> _MATERIALS PROVIDED_:
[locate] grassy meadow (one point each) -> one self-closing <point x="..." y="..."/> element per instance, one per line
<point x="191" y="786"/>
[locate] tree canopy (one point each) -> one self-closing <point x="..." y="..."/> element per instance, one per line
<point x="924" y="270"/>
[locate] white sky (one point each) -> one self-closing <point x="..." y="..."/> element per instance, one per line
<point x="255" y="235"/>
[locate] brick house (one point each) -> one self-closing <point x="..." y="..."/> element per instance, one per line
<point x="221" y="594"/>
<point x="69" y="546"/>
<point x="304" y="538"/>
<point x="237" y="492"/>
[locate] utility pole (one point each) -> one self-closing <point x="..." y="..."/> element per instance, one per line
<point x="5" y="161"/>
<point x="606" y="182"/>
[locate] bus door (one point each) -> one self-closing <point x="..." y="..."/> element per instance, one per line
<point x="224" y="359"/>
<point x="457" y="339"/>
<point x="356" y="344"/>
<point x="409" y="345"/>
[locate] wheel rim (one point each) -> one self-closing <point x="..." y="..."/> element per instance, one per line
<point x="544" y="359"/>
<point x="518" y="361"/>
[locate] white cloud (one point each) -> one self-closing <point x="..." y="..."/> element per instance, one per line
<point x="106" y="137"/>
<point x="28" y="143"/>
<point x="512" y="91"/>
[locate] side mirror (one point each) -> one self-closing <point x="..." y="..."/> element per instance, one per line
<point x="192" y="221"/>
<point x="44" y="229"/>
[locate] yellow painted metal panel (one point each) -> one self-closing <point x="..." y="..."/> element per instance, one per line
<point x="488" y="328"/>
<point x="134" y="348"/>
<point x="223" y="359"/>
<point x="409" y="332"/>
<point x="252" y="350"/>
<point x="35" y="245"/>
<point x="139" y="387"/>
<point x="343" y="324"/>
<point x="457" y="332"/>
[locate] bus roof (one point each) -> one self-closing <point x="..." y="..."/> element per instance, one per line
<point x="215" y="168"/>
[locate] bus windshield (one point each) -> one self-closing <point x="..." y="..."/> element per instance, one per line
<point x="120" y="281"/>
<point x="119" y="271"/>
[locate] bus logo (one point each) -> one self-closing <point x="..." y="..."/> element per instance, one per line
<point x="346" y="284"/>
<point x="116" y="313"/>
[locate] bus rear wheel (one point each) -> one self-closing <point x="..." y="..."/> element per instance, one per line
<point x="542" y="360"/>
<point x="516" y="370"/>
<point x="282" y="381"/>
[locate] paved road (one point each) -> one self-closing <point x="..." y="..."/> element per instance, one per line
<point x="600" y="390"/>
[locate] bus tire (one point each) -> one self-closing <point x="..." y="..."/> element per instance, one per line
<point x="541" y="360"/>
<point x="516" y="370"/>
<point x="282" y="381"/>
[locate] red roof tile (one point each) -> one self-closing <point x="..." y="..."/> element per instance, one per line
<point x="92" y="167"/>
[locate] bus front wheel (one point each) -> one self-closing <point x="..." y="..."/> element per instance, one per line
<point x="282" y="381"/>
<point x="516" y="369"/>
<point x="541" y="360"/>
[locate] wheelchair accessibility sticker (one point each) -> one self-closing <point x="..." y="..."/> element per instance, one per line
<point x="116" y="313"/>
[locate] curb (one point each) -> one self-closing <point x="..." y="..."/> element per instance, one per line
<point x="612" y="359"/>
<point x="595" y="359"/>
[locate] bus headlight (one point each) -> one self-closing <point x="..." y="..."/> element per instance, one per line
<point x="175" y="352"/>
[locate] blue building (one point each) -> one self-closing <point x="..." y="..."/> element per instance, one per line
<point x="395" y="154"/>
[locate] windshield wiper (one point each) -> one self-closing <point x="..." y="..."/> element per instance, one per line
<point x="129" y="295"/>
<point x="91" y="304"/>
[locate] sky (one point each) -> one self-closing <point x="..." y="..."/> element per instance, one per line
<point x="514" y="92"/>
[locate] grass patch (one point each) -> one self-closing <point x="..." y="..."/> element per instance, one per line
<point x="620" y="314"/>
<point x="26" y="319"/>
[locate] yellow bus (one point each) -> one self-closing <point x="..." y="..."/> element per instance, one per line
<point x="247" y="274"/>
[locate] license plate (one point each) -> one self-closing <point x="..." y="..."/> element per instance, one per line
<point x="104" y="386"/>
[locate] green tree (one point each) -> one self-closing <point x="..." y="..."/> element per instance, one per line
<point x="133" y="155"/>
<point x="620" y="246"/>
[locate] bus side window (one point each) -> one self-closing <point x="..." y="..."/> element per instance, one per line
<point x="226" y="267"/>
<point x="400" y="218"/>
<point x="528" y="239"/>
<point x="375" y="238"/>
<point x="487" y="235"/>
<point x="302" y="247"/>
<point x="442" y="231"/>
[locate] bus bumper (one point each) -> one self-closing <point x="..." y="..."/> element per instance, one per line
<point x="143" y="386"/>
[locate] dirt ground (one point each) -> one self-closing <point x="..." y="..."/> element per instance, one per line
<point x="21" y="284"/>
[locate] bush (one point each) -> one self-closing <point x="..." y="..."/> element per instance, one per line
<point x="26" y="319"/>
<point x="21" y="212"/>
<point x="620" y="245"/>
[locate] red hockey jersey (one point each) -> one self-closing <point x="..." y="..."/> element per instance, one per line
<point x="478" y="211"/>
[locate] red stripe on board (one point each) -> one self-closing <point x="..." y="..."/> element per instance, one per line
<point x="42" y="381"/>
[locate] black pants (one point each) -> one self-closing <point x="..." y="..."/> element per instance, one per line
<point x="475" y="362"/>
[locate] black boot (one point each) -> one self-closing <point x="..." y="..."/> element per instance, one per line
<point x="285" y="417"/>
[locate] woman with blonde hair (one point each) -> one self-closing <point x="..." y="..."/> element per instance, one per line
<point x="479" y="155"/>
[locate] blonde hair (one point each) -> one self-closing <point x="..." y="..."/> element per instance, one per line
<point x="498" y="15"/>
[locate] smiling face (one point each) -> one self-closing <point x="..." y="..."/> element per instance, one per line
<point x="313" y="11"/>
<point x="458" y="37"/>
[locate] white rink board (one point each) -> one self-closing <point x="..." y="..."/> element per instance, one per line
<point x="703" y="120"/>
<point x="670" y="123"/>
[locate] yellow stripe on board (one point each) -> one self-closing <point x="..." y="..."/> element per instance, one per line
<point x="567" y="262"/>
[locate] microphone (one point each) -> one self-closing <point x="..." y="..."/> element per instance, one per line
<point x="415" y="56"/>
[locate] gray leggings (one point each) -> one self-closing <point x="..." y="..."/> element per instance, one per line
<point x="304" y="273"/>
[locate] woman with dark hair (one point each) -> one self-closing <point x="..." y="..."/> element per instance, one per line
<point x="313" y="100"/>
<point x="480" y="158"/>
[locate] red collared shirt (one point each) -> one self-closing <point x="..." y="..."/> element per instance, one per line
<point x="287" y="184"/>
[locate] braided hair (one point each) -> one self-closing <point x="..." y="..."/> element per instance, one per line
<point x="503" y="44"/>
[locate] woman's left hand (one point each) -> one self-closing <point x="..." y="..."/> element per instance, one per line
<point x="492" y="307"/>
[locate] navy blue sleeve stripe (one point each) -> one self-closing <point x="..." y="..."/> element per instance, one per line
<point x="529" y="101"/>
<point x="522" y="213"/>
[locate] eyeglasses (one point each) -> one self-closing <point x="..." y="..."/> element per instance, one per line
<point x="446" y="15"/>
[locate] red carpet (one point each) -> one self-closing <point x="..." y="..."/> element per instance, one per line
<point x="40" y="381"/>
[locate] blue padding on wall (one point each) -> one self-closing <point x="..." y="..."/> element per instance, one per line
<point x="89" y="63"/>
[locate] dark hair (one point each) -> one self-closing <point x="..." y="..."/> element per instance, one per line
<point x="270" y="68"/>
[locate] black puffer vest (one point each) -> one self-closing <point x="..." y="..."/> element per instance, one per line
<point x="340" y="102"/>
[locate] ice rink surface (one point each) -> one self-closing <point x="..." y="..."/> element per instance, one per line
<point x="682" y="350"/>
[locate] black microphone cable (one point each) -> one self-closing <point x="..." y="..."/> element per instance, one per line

> _ACTIVITY_:
All lines from the one that contains "[locate] ice rink" through the end of the material are to be quoted exactly, with both ends included.

> _RESPONSE BELOW_:
[locate] ice rink surface (one point each) -> one self-closing <point x="..." y="..."/> element per instance, one per line
<point x="682" y="350"/>
[locate] black microphone cable (one point each) -> one self-closing <point x="..." y="..."/> element per instance, one per line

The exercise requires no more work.